Document excerpt ::

*****

Secrets Manager entries are operator-provisioned via npm run seed:{env} and consumed at runtime via the External Secrets Operator — no secrets bake into images or manifests; the ExternalSecret projects incident-response/<env>/* into one k8s Secret consumed via envFrom. Resource names, secret paths, IAM policies, and the OTel deployment.environment attribute are all env-scoped (incident-response/staging/* vs incident-response/production/*). The staging IRSA role cannot read production secrets and vice versa.
npm run chart:lint # helm lint chart
npm run chart:template:staging # render chart with staging values
npm run chart:template:production
npm run seed:staging # seed Secrets Manager entries
# ArgoCD owns the rollout — bump image.tag in chart/values-{env}.yaml,
# commit, push. Initial tenant setup follows chart/README.md
# (apply platform.yaml → wait Ready → register ApplicationSet entry).First-time deployers should stand staging up, run the scripted drill (npm run drill:staging), then Drill 2 from artifacts/incident-drill-playbook.md before rolling out to production.
Forking IncidentResponse for a different client — swap secrets, Slack workspace, Linear project, Grafana tenant without touching application code — docs/forking-for-a-new-client.md.
First-time setup: staging-first walkthrough covering AWS prerequisites (Bedrock model access + inference-profile caveat), per-env third-party accounts, Secrets Manager seeding (note: linear/team-id must be a UUID, not a team key), Grafana OnCall webhook wiring, and the promotion path to production — docs/deployment-guide.md.
Secret seeding + rotation — env-scoped inventory (incident-response/staging/*, incident-response/production/*), put-secret-value commands, rotation cadence — docs/secrets.md.

*****

Dataset excerpts ::
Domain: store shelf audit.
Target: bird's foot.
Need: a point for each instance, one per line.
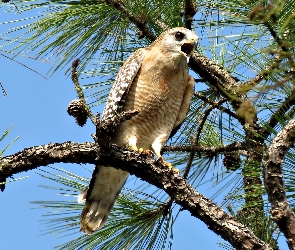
(168, 165)
(146, 152)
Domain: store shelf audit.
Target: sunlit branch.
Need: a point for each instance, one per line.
(146, 168)
(272, 162)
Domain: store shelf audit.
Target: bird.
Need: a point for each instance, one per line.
(155, 81)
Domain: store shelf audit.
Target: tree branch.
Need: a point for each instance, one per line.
(218, 77)
(273, 121)
(236, 146)
(221, 108)
(272, 162)
(146, 168)
(189, 11)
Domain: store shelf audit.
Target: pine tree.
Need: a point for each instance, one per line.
(238, 135)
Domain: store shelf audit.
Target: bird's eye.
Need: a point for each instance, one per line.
(179, 36)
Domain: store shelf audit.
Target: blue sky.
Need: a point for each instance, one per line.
(36, 107)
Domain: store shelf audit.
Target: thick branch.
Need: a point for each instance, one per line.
(146, 168)
(273, 159)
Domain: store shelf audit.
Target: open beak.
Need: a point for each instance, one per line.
(188, 48)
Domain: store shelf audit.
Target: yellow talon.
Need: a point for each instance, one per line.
(168, 165)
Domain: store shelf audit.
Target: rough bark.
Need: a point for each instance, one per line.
(146, 168)
(273, 159)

*****

Exercises to complete ::
- a) Echo the stretch of the deployment notes from "Forking IncidentResponse for" through "production — docs/deployment-guide.md.".
- b) Which Markdown (.md) files do the deployment notes name? List every one with its full path.
- c) How would you put this sentence from the deployment notes into Spanish: "The staging IRSA role cannot read production secrets and vice versa."
None of this requires the items.

Answers ::
- a)
Forking IncidentResponse for a different client — swap secrets, Slack workspace, Linear project, Grafana tenant without touching application code — docs/forking-for-a-new-client.md.
First-time setup: staging-first walkthrough covering AWS prerequisites (Bedrock model access + inference-profile caveat), per-env third-party accounts, Secrets Manager seeding (note: linear/team-id must be a UUID, not a team key), Grafana OnCall webhook wiring, and the promotion path to production — docs/deployment-guide.md.

- b)
- chart/README.md
- artifacts/incident-drill-playbook.md
- docs/forking-for-a-new-client.md
- docs/deployment-guide.md
- docs/secrets.md

- c) El rol IRSA de staging no puede leer los secretos de producción, y viceversa.